» **Task description**:
Please reproduce all of the material below word for word, leaving out the pictures.

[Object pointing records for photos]
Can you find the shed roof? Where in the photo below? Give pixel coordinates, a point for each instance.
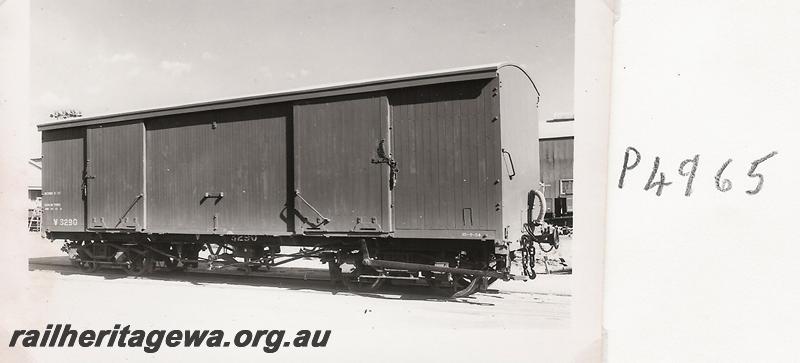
(370, 85)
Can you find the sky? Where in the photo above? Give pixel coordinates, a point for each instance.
(109, 56)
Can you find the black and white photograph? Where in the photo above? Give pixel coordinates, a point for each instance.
(298, 180)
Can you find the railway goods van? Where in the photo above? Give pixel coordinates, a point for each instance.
(430, 177)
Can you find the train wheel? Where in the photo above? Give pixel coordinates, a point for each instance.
(354, 283)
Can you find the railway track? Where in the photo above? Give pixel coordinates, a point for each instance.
(63, 265)
(279, 276)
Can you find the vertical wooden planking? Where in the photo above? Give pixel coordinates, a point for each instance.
(250, 163)
(443, 165)
(62, 179)
(115, 186)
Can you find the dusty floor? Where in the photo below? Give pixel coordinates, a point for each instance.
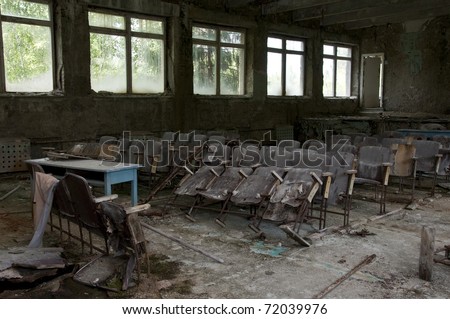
(274, 267)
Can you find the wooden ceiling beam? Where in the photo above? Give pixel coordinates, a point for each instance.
(398, 18)
(400, 8)
(318, 11)
(291, 5)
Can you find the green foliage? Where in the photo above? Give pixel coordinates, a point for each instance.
(107, 55)
(147, 56)
(231, 60)
(20, 8)
(27, 51)
(27, 48)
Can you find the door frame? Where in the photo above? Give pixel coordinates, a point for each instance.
(361, 80)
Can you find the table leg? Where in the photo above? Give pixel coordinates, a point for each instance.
(107, 185)
(134, 189)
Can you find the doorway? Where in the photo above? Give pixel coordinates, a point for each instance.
(371, 86)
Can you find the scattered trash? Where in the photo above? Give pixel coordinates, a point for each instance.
(266, 249)
(363, 232)
(412, 206)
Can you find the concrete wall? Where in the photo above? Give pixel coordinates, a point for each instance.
(417, 68)
(415, 79)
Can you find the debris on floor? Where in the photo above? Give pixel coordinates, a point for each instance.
(105, 271)
(363, 232)
(266, 249)
(28, 265)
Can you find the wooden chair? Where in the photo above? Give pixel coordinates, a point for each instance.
(373, 167)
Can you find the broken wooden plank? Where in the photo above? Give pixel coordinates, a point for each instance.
(182, 242)
(33, 257)
(339, 281)
(426, 254)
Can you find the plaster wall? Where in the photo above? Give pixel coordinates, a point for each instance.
(417, 67)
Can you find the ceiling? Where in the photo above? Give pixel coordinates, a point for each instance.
(351, 14)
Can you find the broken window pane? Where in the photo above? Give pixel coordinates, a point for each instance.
(294, 45)
(108, 64)
(28, 57)
(146, 26)
(274, 71)
(294, 70)
(25, 9)
(231, 71)
(231, 37)
(204, 33)
(274, 43)
(328, 49)
(147, 65)
(285, 67)
(328, 77)
(106, 21)
(344, 52)
(343, 76)
(204, 60)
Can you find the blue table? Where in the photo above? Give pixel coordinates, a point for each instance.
(112, 172)
(425, 133)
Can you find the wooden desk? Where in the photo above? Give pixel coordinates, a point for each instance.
(108, 172)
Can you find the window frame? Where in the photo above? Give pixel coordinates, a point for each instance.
(29, 21)
(335, 58)
(218, 45)
(284, 52)
(127, 33)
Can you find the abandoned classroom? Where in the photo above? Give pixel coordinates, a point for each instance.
(224, 149)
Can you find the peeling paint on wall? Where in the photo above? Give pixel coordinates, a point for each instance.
(414, 55)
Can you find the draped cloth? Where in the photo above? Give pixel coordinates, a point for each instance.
(44, 190)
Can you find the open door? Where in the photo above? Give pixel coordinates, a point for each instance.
(371, 86)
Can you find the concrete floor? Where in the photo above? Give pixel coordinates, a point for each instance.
(276, 267)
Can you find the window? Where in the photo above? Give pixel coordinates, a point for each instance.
(127, 53)
(285, 66)
(218, 60)
(337, 70)
(27, 47)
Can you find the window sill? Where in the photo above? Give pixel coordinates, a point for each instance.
(201, 96)
(297, 97)
(130, 95)
(340, 97)
(55, 93)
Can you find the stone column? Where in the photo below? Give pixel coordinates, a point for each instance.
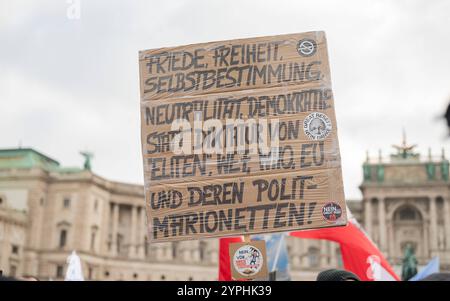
(447, 223)
(115, 227)
(132, 248)
(368, 216)
(433, 226)
(382, 224)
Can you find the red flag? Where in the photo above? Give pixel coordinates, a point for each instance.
(359, 253)
(224, 257)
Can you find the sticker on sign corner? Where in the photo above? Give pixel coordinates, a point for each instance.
(317, 126)
(331, 212)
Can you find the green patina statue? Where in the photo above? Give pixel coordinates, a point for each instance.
(409, 265)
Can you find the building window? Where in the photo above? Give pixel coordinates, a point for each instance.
(93, 237)
(15, 249)
(202, 250)
(313, 257)
(119, 244)
(146, 246)
(59, 271)
(62, 238)
(408, 214)
(339, 257)
(13, 270)
(66, 203)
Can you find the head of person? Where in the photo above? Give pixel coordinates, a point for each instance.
(337, 275)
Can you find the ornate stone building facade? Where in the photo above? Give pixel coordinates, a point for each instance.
(47, 210)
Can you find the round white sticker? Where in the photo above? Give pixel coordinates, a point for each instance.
(248, 260)
(317, 126)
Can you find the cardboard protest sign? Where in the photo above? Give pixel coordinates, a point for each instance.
(248, 260)
(250, 153)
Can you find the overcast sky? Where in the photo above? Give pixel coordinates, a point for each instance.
(72, 84)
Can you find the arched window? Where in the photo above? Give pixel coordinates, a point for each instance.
(202, 250)
(62, 238)
(174, 249)
(93, 237)
(146, 246)
(313, 256)
(407, 213)
(119, 244)
(339, 257)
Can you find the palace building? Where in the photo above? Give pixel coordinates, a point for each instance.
(48, 210)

» **Task result**:
Can you find the shed roof? Where in the photo below? Give pixel coordinates, a point for each instance.
(370, 85)
Can you find the sky? Where in the photo above? Give pixel coordinates, a point for each instance.
(109, 56)
Can you find the black and white photograph? Where in the photo above? Give pixel coordinates, a point for each instance.
(298, 180)
Can you find the railway goods van? Where in the photo above? Give pixel coordinates, a point for each instance.
(430, 177)
Can you find the train wheel? Where in the photo above? Give pixel coordinates, a point for each instance.
(354, 283)
Can you find the railway track? Where in the photo above? Give pixel coordinates, a point for each instance.
(63, 265)
(279, 276)
Can you find the vertical wooden planking? Where in the photo above? Give pixel coordinates, a point for each instance.
(250, 163)
(443, 165)
(62, 179)
(115, 186)
Can you find the dusty floor? Where in the photo below? Give pixel coordinates, a point for each instance.
(274, 267)
Can you find the wooden ceiling beam? Where in the photo above? Give pixel coordinates, a point for each instance.
(398, 18)
(400, 8)
(318, 11)
(291, 5)
Can you find the green foliage? Where in the photo above? Give pixel coordinates, a point for each instance.
(107, 55)
(147, 56)
(231, 60)
(20, 8)
(27, 51)
(27, 48)
Can you find the door frame? Where in the photo above? Give pixel coordinates, a point for each instance.
(361, 80)
Can you find the table leg? Where in the photo above? Give pixel coordinates, a point for each instance.
(107, 185)
(134, 189)
Can you find the doorway? Where in the photo above? Give pixel coordinates, a point for each instance.
(371, 86)
Can you find the scattered trash? Where in the photo above? Give pixel coordinates, a point for each instance.
(266, 249)
(363, 232)
(412, 206)
Can you find the concrete wall? Where in the photo above? Give pixel coordinates, a point for each instance.
(417, 68)
(415, 79)
Can you find the debris on floor? Where in the photo above? Give pixel coordinates, a point for each instance.
(105, 271)
(363, 232)
(266, 249)
(28, 265)
Can you find the wooden chair? Where in the photo above? Give pixel coordinates, a point for each instance.
(373, 167)
Can you find the broken wooden plank? Where in the photo above? Give pixel coordinates, a point for each instance.
(182, 242)
(33, 257)
(339, 281)
(426, 254)
Can you find the plaster wall? Where in the photo above? Give pixel coordinates, a point for each instance.
(417, 67)
Can you find the ceiling? Where in the photo above? Give pixel coordinates, a point for each instance.
(351, 14)
Can you find the broken window pane? Where in the photo above? Give pixel coordinates, a point for each instance.
(294, 45)
(108, 64)
(28, 57)
(146, 26)
(274, 71)
(294, 70)
(25, 9)
(231, 71)
(231, 37)
(204, 33)
(274, 43)
(328, 49)
(147, 65)
(285, 67)
(328, 77)
(106, 21)
(344, 52)
(343, 76)
(204, 60)
Can you find the blue table? Where in the photo above? Give pixel coordinates, a point for each instance.
(112, 172)
(425, 133)
Can you find the wooden desk? Where in the photo above? Give pixel coordinates, a point for each instance.
(108, 172)
Can you find the window frame? Where in the photo above? Give pixel coordinates, a point for each instance.
(29, 21)
(335, 58)
(218, 45)
(284, 52)
(127, 33)
Can you find the abandoned classroom? Where in the photo above? Give pixel coordinates, a point for each instance.
(224, 149)
Can you find the peeling paint on wall? Where in the photo above? Give pixel coordinates, a point for each instance.
(414, 55)
Can you find the draped cloth? Where in the photo above? Give pixel coordinates, a point for each instance.
(44, 190)
Can you find the open door? Where in the photo above? Give pixel coordinates, a point for each instance.
(371, 86)
Can you find the concrete floor? Where in the photo above? Give pixel coordinates, a point for each instance.
(276, 267)
Can you find the window? Where in the photo above? Give pixel coordinates, a point for each instance.
(127, 53)
(285, 66)
(218, 60)
(337, 70)
(27, 47)
Can you find the window sill? Where in the photo above? Give pixel coordinates, a point for each instance.
(201, 96)
(297, 97)
(130, 95)
(340, 97)
(55, 93)
Can you find the stone column? Where in the photo below? Give pixel coordinates, a point for each instance.
(447, 223)
(115, 227)
(132, 248)
(368, 216)
(433, 226)
(382, 224)
Can you find the red flag? Where in the photo above? Give pixel coordinates, a point for each instance.
(359, 253)
(224, 257)
Can you find the sticker on sign corner? Where in the photo above? Give pixel coordinates, a point for each instance.
(317, 126)
(331, 212)
Can you find the green patina statue? Where in the photo above? Give pixel coordinates, a point for each instance.
(409, 265)
Can you find the building window? Where in the photo above? Give pixel coordinates, a point for each instance.
(93, 237)
(15, 249)
(202, 250)
(313, 257)
(119, 244)
(146, 246)
(59, 271)
(62, 238)
(408, 214)
(339, 257)
(13, 270)
(66, 203)
Can you find the head of person? Where in the photo above? Give pixel coordinates, a point for each instance.
(337, 275)
Can you find the ornate stone building facade? Where in the photo above? Give pixel coordinates, a point for each instance.
(47, 210)
Can you find the round white sticker? Where in the photo above? Give pixel coordinates, a point for each instance.
(248, 260)
(317, 126)
Can you find the cardboard protest sign? Where in the photo above? Give pixel coordinates, a point for each instance.
(248, 260)
(250, 153)
Can you find the overcast sky? Where in the photo above? Give pixel coordinates, a point for each instance.
(72, 84)
Can you find the arched window? Where in the photo above? Give pixel coordinates, a point for each instance.
(202, 250)
(62, 238)
(174, 249)
(93, 237)
(146, 246)
(313, 256)
(407, 213)
(119, 244)
(339, 257)
Can you find the palace building? Where in the photo above? Give pixel coordinates, a point for each instance.
(48, 210)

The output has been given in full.